When you write out the listing, keep each word exactly as it stands but include none of its images.
★ ★ ★ ★ ★ ★ ★
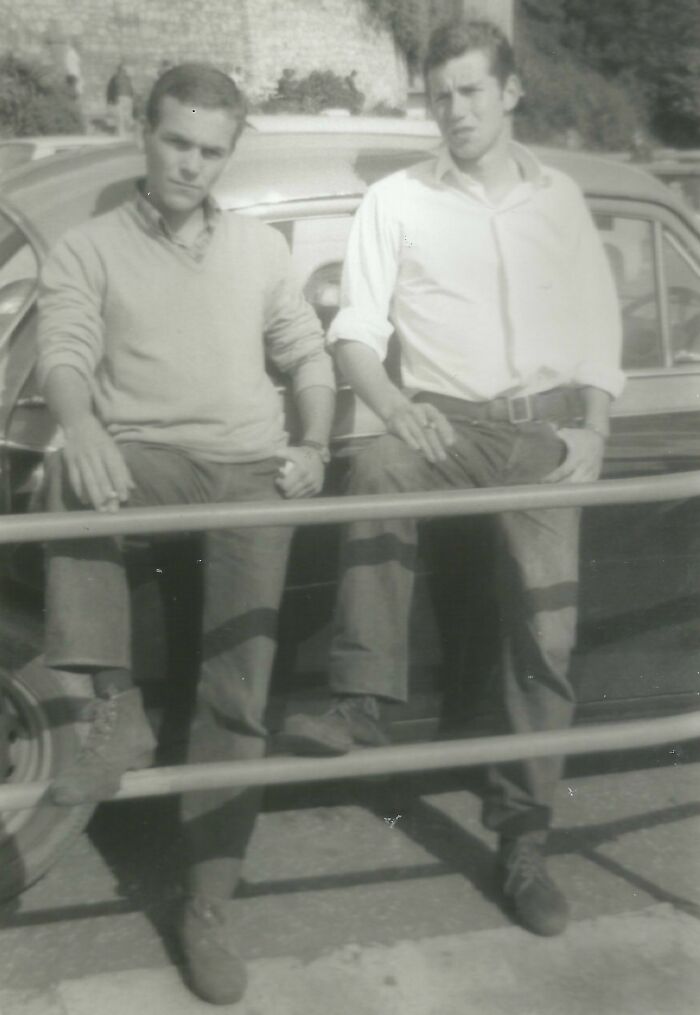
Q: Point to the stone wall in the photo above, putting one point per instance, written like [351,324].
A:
[325,35]
[259,37]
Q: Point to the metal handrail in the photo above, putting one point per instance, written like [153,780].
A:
[326,511]
[382,760]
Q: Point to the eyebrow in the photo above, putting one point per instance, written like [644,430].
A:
[172,135]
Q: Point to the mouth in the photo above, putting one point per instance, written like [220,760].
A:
[463,133]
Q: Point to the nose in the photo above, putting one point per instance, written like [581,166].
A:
[460,107]
[191,162]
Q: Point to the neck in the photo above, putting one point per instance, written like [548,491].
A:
[492,166]
[182,223]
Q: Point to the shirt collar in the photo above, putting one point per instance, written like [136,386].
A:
[532,168]
[153,221]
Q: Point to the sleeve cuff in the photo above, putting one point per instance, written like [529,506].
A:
[49,361]
[316,374]
[350,326]
[609,380]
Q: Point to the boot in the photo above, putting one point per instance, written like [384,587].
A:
[120,739]
[538,902]
[353,720]
[5,760]
[214,969]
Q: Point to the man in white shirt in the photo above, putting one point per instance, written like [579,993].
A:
[488,267]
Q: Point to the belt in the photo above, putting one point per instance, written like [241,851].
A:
[557,404]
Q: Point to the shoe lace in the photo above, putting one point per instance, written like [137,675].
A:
[350,705]
[101,715]
[525,866]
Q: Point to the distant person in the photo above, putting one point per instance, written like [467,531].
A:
[120,96]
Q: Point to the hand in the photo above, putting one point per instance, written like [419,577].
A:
[96,469]
[584,453]
[423,427]
[301,473]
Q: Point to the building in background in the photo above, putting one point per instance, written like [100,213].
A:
[259,38]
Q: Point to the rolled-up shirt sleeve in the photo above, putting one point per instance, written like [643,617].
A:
[595,310]
[369,275]
[293,336]
[71,328]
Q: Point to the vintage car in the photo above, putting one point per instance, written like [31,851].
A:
[639,643]
[17,151]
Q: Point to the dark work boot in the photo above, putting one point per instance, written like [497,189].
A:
[353,720]
[213,968]
[537,901]
[120,739]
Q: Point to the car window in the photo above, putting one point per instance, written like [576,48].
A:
[683,286]
[318,246]
[12,155]
[630,248]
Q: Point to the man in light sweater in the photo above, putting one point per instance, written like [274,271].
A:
[155,324]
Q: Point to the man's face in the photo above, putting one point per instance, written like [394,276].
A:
[470,105]
[186,153]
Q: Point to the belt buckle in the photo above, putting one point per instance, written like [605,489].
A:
[520,409]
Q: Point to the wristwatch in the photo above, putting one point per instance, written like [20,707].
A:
[321,450]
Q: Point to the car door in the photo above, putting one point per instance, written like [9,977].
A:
[639,641]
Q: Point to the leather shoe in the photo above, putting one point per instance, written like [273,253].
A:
[352,721]
[537,901]
[214,969]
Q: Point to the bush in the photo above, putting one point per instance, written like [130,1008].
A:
[33,102]
[322,89]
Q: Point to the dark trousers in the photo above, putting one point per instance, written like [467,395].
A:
[88,626]
[538,585]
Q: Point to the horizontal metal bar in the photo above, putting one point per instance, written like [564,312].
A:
[383,760]
[324,511]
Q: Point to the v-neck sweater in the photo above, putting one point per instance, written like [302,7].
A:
[175,347]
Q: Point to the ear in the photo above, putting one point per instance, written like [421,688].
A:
[512,92]
[141,133]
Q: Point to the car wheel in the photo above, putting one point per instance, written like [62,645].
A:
[42,709]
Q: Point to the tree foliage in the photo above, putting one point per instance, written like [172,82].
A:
[322,89]
[652,47]
[32,102]
[410,20]
[565,98]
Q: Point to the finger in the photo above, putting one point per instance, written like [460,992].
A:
[95,493]
[410,431]
[562,472]
[76,483]
[118,474]
[97,481]
[442,426]
[435,443]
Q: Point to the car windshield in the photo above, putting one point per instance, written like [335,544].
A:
[13,154]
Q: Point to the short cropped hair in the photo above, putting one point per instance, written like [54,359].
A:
[465,36]
[201,84]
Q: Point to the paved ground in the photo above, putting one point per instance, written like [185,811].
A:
[380,899]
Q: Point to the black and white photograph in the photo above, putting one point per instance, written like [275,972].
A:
[350,493]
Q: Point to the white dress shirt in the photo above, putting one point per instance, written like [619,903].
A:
[486,299]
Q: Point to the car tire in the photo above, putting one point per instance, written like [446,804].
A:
[44,707]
★ ★ ★ ★ ★ ★ ★
Exercise response:
Q: Point to the stone wall in the photo above, putting one point per instance, written like [351,324].
A:
[325,35]
[259,37]
Q: Point to the metal handrail in the photo above, putting one point per instance, written like [153,780].
A:
[326,511]
[382,760]
Q: Point to the eyebrow in the photo above, putting one point per instance, written like [644,430].
A:
[172,135]
Q: Point to the mouth in the photo above, putting one point per instance, written like [220,760].
A:
[463,133]
Q: Point to the nose in the photo above, putting one point per instance, written like [581,166].
A:
[460,107]
[191,162]
Q: Point to the neck in the photo above, putting one point per instance, written like [548,491].
A:
[492,166]
[182,223]
Q: Point to the shirt collar in the photo above, putting one point per instance, written like [136,386].
A:
[532,168]
[153,221]
Q: Point to the sleeve cuff in the photo above, putting one point per instance, written like [529,506].
A:
[49,361]
[316,374]
[350,326]
[609,380]
Q: Point to the boot in the photo above, putting one point per instance, written like [384,587].
A:
[120,739]
[538,902]
[353,720]
[5,760]
[214,969]
Q: Point to the man in white shirt in the photo above, putting one point per instance, written like [579,993].
A:
[488,267]
Q: Point to the belt in the photo above, putting one point per instance, written like [241,851].
A:
[557,404]
Q: Point to the shoe lace in the photo above, putting one point per instance, written like [137,675].
A:
[350,705]
[101,715]
[525,866]
Q: Point to the distant person in the photo above, putting one point per instance, written like [467,531].
A:
[120,96]
Q: Point to the hand in the photo above, putting one point per instance, written like [419,577].
A:
[96,469]
[584,453]
[423,427]
[301,473]
Q: Point to the building in background in the photo above, putting one point per instance, written like [100,213].
A:
[259,38]
Q: Point to the rolled-up shirt sleeve in the photo above, putting one point per instance, written like [643,617].
A:
[595,310]
[369,275]
[293,336]
[71,328]
Q: Point to the vintage car in the photo above, putting one point per instance, written like [31,851].
A:
[639,643]
[17,151]
Q: Point to the dark work boot in the photo above, putting one point per instance, written like [497,189].
A:
[353,720]
[213,968]
[537,901]
[120,739]
Q: Point to the car window in the photo above, putting one point per instance, written like [576,48].
A:
[683,286]
[318,246]
[12,155]
[630,248]
Q: Point to the man in light sweater in the photo above, putting one point per instance, written like [274,271].
A:
[155,324]
Q: Point to the man's face in the photo above, putting one point per instance, written like [394,276].
A:
[470,105]
[186,153]
Q: Point to the belt buckle in the photo above, putting one point per instance, written like [605,489].
A:
[520,409]
Q: Point to the wristwatch in the photo above, putting one point per instance, written like [20,707].
A:
[321,450]
Q: Point to the car door in the photo above, putting one point per instance, written like [9,977].
A:
[639,641]
Q: Point to the leather shoe in the photo above, putting one point per instance, written like [273,253].
A:
[352,721]
[537,901]
[214,969]
Q: Point to the bush in the photo above, putting one point per instance, written like [130,1008].
A:
[33,102]
[322,89]
Q: Point to the dark trousers in the photo above, putting one point per instance, written like [467,395].
A:
[88,626]
[538,585]
Q: Point to the horizontal metal bar in the photo above, putting one point per instance, written like [564,312].
A:
[383,760]
[324,511]
Q: Point to the v-neck sweater in the photo above, putting one point per instance, written like [302,7].
A:
[175,347]
Q: Point to the ear in the photo above, putting one point per instance, written like [421,688].
A:
[512,92]
[141,133]
Q: Point to the car wheel in the photo above, putting one point per instance, written like [62,645].
A:
[42,709]
Q: Point to the tree foliage in the photo above, putting one point per instance, written like [172,82].
A:
[322,89]
[652,47]
[32,102]
[410,20]
[565,98]
Q: Point to the finger in the photo above, putting one point per instance, written like [460,992].
A:
[95,493]
[410,431]
[562,472]
[76,483]
[118,474]
[97,481]
[442,426]
[435,443]
Q: Point to the car windshield in the photo above, putting one point per instance, written like [335,544].
A:
[13,154]
Q: Point to the short cropped hair in the photo above, putting one point per instance, written like [54,359].
A:
[465,36]
[201,84]
Q: Point to the paved ground in the photo above, putting one point per instance, written like [185,811].
A:
[380,899]
Q: Point to the black and white photograph in the photo above, putting one point per instance, written like [275,972].
A:
[350,493]
Q: Point to the white dress shirt in the photo above, putting one point per instance, written like [619,903].
A:
[486,299]
Q: Point to the car tire in the photo above, putting one point per instance, written like [446,804].
A:
[44,707]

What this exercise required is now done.